# [REQUIRED ACTIONS]
• a. In the comment thread on streaming DRM, replace "microscopes" with "magnifying glasses" and write out the passage between "They find devices" and "mostly stollen devices.", inclusive.
• b. According to the comment thread on streaming DRM, which phone was blacklisted because its keys were too easy to extract?

>> begin QUOTED TEXT

Remix.run Logo
vachina 18 hours ago

They’d need dedicated hardware to enforce any kind of effective DRM. Encrypted bitstream generated on the fly watchable only on L2 attested device.

gruez 16 hours ago | parent | next [-]

>They’d need dedicated hardware to enforce any kind of effective DRM.

That's already here. Even random aliexpress tablets support widevine L1 (ie. highest security level)

bpye 7 hours ago | parent [-]

How often are their keys extracted?

ticulatedspline 17 hours ago | parent | prev | next [-]

maybe to stop the .01%. switching to app only, sign in only would get them pretty much all the way there.

They own the os, with sign-in, integrity checks, and the inability to install anything on it Google doesn't want you to install they could make it pretty much impossible to view the videos on a device capable of capturing them for the vast majority of people. Combine that with a generation raised in sandboxes and their content would be safe.

spwa4 17 hours ago | parent [-]

"their" content? This is Youtube.

Of course, the same can be said for FB, Tiktok, instagram, Pintrest, reddit, ... and I'm sure the list keeps going. Frankly, Youtube is pretty damn good about this, really.

doublerabbit 16 hours ago | parent [-]

No where else to go that pays. They can pay which entices those to stay.

Google owns that monopoly.

lloeki 18 hours ago | parent | prev | next [-]

Netflix is already there for 4k streams

KeplerBoy 17 hours ago | parent | next [-]

And it's an entirely useless effort. No idea how it is done but the internet is full 4k rips.

alex7o 17 hours ago | parent | next [-]

They find devices that are easy to hack (and I mean rip and tear) and extract the decryption keys from each of them, from what I have heard cheap chinese tvs and set top boxes, they extract the keys from the chips (hardware hacking, heard some even use microscopes to read the keys by hand), and then use them to decrypt streams, I heard that they catch them pretty fast to they use like 1 device per season. This is why they use mostly stollen devices.

jcalvinowens 16 hours ago | parent | next [-]

The really shitty thing is that vulnerable devices get blacklisted en masse, so all legitimate users get stuck with 480p video content on streaming services. The Nexus 5 got this treatment, as I understand it, because it was too easy to extract the keys.

>> end QUOTED TEXT
>> begin DATA SEGMENT

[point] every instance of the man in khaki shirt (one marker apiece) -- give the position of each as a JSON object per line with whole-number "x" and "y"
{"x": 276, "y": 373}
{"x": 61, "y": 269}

>> end DATA SEGMENT

# [ANSWERS TO THE EXERCISES]
• a.
They find devices that are easy to hack (and I mean rip and tear) and extract the decryption keys from each of them, from what I have heard cheap chinese tvs and set top boxes, they extract the keys from the chips (hardware hacking, heard some even use magnifying glasses to read the keys by hand), and then use them to decrypt streams, I heard that they catch them pretty fast to they use like 1 device per season. This is why they use mostly stollen devices.

• b. The Nexus 5.